:: PAGE EXCERPT ::
■ ■ ■ ■ ■
Current Business Cycle Dissected
The questions we should ask are: did we have a business cycle up until Feb 27? What are the unintended consequences driving the “turn” in that business cycle? What/ when is the next business cycle and what consequences does it have on our personal finance?
Of course, there was a business cycle on the offing especially since the end of 2002. Since then, the stock market have been hitting new highs every quarter courtesy of a number of reasons chief amongst them being: Cheap Money (read low interest rates), high corporate profit and BRIC (I prefer CRIB) Boom which opened up a considerably huge market in highly populated China, India and Brazil. The net consequential effect of all of these was a booming housing market and net overall increase in wealth and spending in the internal economy.
What are the factors external factors and unintended consequences driving the turn? Like any good balanced natural cycle, the same thing responsible for the boom is responsible for the burst. In this case, cheap money have made the internal economy soaked in high public deficit spending (ask those drunk legislators in DC) and the escalating home value has caused your neighbor to borrow all the equity off his property putting your own portfolio at considerable risk (ask holders of NEW and NFI stocks that have fell 80% since January whether they were credit bingers too). In addition to all of these, we have the New Communist (sorry Democratic) Party in Congress that is determined to stifle China, and promote protectionism all factors that will drive huge private equity buy outs(where the big boys are) and low risk taking and Feds insistence on driving up rates to negate those and other extreme corporate action.
■ ■ ■ ■ ■
:: RECORD EXTRACTS ::
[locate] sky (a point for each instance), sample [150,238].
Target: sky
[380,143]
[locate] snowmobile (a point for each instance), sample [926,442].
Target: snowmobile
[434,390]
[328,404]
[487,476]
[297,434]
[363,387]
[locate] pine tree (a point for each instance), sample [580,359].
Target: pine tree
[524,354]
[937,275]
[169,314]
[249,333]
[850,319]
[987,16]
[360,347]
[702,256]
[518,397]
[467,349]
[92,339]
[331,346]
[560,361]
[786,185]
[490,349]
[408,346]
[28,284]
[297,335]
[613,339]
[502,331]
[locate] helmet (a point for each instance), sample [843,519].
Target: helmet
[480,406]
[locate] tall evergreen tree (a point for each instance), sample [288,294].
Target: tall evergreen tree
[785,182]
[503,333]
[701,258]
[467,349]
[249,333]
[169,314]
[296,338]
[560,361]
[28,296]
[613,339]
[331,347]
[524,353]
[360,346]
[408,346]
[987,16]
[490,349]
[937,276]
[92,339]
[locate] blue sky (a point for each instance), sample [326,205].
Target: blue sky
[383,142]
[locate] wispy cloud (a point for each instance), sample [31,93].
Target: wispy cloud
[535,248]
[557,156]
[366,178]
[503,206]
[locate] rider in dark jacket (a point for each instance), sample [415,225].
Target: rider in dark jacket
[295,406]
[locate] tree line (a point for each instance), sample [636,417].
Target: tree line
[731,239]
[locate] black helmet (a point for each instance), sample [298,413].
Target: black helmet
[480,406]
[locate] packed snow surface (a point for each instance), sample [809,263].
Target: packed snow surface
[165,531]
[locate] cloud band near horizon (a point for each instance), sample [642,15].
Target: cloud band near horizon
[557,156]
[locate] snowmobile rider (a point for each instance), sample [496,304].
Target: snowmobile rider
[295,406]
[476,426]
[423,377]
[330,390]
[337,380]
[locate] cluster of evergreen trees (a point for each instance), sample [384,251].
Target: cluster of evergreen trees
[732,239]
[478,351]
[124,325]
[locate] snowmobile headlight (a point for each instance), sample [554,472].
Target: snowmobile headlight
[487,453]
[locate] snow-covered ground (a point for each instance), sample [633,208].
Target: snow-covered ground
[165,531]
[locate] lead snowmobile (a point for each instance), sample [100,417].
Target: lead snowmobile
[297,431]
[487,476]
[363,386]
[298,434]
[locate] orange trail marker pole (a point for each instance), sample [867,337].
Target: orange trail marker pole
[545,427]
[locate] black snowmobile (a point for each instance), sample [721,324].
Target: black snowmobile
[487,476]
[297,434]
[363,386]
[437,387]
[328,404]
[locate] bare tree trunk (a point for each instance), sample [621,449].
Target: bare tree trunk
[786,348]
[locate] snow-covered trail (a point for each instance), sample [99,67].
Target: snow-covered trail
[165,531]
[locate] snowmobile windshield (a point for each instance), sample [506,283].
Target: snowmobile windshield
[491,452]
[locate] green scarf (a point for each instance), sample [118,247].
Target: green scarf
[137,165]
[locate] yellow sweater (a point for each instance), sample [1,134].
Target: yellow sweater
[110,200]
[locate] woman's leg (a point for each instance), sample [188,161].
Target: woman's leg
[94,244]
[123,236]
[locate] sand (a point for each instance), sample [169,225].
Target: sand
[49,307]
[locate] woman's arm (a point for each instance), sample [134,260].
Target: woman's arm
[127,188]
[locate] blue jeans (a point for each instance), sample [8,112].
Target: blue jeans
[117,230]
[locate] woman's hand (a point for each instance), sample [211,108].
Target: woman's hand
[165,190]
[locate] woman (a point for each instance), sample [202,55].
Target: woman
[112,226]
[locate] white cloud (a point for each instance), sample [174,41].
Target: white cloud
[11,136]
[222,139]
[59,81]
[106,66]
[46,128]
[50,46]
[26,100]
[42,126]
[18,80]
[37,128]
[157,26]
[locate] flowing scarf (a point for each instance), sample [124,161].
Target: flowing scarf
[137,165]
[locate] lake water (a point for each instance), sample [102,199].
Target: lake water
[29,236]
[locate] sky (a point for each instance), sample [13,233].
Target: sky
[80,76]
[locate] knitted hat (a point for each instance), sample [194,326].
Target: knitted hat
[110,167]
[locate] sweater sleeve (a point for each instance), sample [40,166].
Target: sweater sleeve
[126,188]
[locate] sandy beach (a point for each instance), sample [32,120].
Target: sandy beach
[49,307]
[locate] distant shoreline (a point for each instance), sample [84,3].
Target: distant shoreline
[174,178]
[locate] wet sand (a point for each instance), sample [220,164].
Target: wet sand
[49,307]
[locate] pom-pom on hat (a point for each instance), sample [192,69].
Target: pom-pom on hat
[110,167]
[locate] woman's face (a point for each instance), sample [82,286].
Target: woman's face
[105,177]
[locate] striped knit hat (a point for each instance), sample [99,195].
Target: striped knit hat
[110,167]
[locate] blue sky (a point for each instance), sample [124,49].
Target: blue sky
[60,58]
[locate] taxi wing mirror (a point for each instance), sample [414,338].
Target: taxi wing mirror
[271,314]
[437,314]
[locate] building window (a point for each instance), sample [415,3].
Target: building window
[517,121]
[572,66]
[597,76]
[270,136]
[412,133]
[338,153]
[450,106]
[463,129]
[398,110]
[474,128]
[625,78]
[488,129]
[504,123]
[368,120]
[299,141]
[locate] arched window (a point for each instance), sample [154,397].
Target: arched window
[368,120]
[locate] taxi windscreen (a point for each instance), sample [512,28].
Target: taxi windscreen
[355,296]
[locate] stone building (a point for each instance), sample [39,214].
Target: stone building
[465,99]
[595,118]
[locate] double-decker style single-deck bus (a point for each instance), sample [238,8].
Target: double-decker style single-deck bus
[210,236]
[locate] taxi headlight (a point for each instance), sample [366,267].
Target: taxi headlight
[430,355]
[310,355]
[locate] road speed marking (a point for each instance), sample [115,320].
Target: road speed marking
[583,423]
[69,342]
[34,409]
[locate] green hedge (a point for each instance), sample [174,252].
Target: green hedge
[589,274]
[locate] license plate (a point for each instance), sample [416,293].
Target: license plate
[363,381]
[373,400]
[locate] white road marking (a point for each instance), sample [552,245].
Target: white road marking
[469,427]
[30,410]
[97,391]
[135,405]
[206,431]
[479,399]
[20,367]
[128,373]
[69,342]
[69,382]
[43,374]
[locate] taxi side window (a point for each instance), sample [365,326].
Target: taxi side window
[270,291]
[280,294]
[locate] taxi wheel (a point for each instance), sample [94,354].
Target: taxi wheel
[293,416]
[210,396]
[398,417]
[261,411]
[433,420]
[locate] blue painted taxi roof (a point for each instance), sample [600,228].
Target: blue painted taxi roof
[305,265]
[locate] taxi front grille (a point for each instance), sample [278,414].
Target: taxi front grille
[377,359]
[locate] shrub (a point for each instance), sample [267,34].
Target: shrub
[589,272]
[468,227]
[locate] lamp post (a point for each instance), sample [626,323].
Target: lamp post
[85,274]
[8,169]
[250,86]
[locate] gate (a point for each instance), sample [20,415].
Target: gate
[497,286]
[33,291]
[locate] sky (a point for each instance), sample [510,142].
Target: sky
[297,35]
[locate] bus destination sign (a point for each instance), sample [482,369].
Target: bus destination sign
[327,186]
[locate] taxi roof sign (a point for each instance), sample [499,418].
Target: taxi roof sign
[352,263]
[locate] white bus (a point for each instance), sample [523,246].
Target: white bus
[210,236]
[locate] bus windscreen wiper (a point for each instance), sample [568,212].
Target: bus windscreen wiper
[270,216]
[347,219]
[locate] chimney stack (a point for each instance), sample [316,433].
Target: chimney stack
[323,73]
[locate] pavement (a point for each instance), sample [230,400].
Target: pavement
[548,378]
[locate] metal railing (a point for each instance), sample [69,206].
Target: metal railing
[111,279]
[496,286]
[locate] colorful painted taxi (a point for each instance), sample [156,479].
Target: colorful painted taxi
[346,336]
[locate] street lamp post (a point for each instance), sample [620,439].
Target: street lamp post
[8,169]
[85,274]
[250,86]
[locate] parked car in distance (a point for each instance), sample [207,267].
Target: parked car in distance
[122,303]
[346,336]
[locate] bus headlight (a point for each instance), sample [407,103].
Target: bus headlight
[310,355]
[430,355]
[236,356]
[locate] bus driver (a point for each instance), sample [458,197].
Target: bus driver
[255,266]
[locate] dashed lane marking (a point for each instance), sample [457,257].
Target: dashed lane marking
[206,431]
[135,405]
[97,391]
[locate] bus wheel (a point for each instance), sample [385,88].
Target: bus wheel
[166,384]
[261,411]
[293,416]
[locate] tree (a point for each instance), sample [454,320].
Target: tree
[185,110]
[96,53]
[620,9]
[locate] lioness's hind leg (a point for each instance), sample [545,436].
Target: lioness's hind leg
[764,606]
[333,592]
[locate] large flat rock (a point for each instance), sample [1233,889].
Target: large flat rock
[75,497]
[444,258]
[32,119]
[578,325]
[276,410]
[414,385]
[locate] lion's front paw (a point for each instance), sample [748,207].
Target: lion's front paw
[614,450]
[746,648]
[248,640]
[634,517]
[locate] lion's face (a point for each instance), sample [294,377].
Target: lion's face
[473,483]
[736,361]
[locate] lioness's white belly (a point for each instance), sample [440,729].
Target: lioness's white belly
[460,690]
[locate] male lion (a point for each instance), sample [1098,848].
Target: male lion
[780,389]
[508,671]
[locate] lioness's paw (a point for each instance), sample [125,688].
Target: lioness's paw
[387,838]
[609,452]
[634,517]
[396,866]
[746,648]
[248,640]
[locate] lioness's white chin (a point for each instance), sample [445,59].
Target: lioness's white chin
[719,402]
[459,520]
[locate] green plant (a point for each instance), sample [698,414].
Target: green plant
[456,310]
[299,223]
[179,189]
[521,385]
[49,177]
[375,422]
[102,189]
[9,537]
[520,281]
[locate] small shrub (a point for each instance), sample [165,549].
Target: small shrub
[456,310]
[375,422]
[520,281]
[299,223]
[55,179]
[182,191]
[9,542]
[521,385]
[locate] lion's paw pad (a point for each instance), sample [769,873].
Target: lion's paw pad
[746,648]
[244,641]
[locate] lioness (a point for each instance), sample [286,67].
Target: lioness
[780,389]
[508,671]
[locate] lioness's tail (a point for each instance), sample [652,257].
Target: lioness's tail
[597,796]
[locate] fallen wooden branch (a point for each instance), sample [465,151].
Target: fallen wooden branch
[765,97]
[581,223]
■ ■ ■ ■ ■
Rewrite the business cycle piece from "Of course, there" to "the internal economy.", swapping "housing market" for "real estate market".

:: RESULT ::
Of course, there was a business cycle on the offing especially since the end of 2002. Since then, the stock market have been hitting new highs every quarter courtesy of a number of reasons chief amongst them being: Cheap Money (read low interest rates), high corporate profit and BRIC (I prefer CRIB) Boom which opened up a considerably huge market in highly populated China, India and Brazil. The net consequential effect of all of these was a booming real estate market and net overall increase in wealth and spending in the internal economy.